====== Texte fourni ======

Q - Monsieur Kouchner, d'après ce que vous dites, il y a un problème avec la Russie et avec le manque d'unité au sein de l'Union européenne. Savez-vous exactement ce que les Russes attendent ? Vous qui étiez à Belgrade hier, savez-vous ce que Belgrade veut ?
R - Je ne sais pas mais je sais beaucoup de choses sur vous, sur ce pays, sur ces gens, sur Gërmia, sur Pristina. Je connais la guerre, la souffrance de la population et la détermination sanglante de M. Milosevic ; je connais tout cela. La communauté internationale a essayé de vous soutenir car vous étiez les victimes. Nous avons eu raison. Cela a été un vrai succès de mettre ces gens ensemble, de les protéger autant que possible. Il était trop tard, mais nous l'avons fait et cela a été un succès de ce que j'ai appelé la responsabilité de protéger.
Maintenant, vous me demandez si je sais exactement ce que les autres veulent. Ils ne veulent pas l'indépendance parce qu'ils croient, et ils ont raison, que c'était une partie de leur territoire. Il est difficile d'accepter d'être privé d'une partie de son territoire. Ils savent aussi pertinemment que les choses ont changé, que maintenant le Kosovo est quelque chose de différent et que les gens sont unis pour se diriger vers l'indépendance.
Trouver un accord avec ces contradictions n'est pas facile du tout, ni pour vous ni pour eux. Disons que c'est une sorte de découverte permanente. Un compromis est un compromis. Vous devez vous séparer d'une partie de vos certitudes, comme doit le faire l'autre partie. Je sais que certaines personnes, certains dirigeants à Belgrade sont convaincus qu'ils doivent aussi chercher un compromis. Quel est ce compromis ? On verra. C'est difficile au début du recommencement d'un processus. J'ai rencontré M. Ahtisaari - c'est un de mes bons amis -, et je le remercie pour son soutien et son obstination. Il a fait du bon travail, avec "l'équipe unie de négociations". Attendons d'autres jours. Ne nous demandez pas le résultat de la course avant qu'elle ait commencé. Ne nous demandez pas qui seront les vainqueurs. Il n'y a pas de vainqueur ni de vaincu. Nous devons mettre les deux parties d'accord sur une question qui provient de dizaines d'années, je pourrais dire de siècles.

====== Liste fournie ======

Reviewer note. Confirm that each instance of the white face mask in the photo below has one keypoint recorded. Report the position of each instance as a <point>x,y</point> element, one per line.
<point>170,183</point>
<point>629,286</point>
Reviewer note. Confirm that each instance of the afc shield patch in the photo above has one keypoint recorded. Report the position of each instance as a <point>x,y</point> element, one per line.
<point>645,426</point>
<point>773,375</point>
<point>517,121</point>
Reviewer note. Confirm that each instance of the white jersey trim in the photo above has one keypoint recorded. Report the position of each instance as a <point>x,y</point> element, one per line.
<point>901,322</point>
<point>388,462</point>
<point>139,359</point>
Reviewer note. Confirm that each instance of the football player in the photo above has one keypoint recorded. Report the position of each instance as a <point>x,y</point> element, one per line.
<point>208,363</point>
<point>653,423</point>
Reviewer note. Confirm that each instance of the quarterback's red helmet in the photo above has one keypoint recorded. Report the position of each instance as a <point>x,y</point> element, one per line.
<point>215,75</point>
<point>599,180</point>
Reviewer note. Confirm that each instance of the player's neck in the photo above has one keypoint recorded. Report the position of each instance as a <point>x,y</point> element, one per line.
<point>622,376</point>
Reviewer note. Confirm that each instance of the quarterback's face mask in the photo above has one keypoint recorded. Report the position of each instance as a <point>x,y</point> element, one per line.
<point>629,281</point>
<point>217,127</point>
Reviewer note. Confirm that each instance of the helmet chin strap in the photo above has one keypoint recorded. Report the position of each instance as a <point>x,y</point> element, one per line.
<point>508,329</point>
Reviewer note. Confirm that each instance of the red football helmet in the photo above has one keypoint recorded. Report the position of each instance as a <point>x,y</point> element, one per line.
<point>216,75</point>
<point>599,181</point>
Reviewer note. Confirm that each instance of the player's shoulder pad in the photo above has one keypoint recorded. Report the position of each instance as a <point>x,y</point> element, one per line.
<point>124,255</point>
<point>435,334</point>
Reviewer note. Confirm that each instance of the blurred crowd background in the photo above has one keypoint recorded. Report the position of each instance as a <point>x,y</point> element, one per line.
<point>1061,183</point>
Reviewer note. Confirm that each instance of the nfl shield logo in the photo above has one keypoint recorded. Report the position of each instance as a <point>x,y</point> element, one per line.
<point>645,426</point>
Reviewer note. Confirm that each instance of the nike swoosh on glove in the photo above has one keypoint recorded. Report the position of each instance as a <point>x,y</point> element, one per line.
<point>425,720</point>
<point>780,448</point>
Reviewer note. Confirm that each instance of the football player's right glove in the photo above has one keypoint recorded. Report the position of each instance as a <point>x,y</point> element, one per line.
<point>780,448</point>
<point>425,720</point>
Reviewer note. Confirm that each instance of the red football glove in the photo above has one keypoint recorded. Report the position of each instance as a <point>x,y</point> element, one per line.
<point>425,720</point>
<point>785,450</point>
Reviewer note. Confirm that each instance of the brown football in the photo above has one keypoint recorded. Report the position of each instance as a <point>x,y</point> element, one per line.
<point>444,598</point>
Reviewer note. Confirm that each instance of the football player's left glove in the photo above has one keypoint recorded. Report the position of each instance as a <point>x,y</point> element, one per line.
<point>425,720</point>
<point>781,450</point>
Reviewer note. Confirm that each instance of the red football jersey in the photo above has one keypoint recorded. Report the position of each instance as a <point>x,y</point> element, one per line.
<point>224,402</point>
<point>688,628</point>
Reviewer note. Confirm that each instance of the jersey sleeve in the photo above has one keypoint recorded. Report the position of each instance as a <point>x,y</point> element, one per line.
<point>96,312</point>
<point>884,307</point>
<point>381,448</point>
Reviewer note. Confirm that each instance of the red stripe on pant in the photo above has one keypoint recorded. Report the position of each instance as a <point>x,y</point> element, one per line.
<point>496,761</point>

======

### Exercice court 1
Expliquez en une à trois phrases pourquoi, selon l'entretien sur le Kosovo, la communauté internationale a essayé de soutenir les personnes à qui s'adresse la réponse.
### Exercice court 2
Rédigez la suite de l'entretien sur le Kosovo en reprenant après sa dernière phrase.

### Réponse attendue 1
Selon l'entretien, la communauté internationale a essayé de les soutenir parce qu'ils étaient les victimes. Ils subissaient la guerre, la souffrance de la population et la détermination sanglante de M. Milosevic.

### Réponse attendue 2
Je crois que ces deux groupes de personnes, les Kosovars albanais et serbes du Kosovo, doivent être séparés pour un certain temps et ils reviendront vivre ensemble. Cela a été mon rêve depuis le premier jour que je suis arrivé au Kosovo. C'est ce que j'ai toujours cru.
Q - Monsieur Kouchner, lorsque vous êtes arrivé ici comme administrateur en 1999, vous aviez parfois à déplorer des exactions, voire des meurtres contre des membres de la communauté serbe. Aujourd'hui cela va bien mieux, mais ne pensez-vous pas que, dans le Kosovo indépendant de demain, la cohabitation entre Albanais et Serbes ne sera pas difficile ou impossible ?
R - Non, ce ne sera pas impossible. Lorsque je suis venu ici comme envoyé spécial du Secrétaire général des Nations unies, nous venions secourir les victimes, qui nous semblaient être les Albanais du Kosovo, après une intervention aérienne difficile et très dure de la communauté internationale. Nous avions raison et nous l'avons fait. Nous avons protégé ces Albanais du Kosovo mais nous n'avions pas vu, à cette époque, et je le dis avec regret, qu'il y avait aussi d'autres victimes : les Serbes qui restaient au Kosovo. Oui, il y a eu des meurtres. Oui, il y a eu des victimes. Je me souviens des nuits et des jours que nous avons passés pour essayer de les protéger, tous. Il n'y a pas eu que des meurtres du coté serbe, il y a eu des meurtres de l'autre côté aussi.
Mais les choses ont changé et je remercie la KFOR, la MINUK et la police du Kosovo. Les choses ont changé en mieux, en beaucoup mieux, et je suis sûr que les différentes communautés peuvent coexister. Gardons beaucoup d'espoir. C'est ma dernière phrase : personne n'a trahi personne. Il y a des difficultés qui sont toujours les difficultés du maintien de la paix. Regardez ce qui se passe ailleurs dans le monde. C'est beaucoup plus difficile qu'ici. Nous sommes un peu retardés, des deux côtés, la Serbie et le Kosovo.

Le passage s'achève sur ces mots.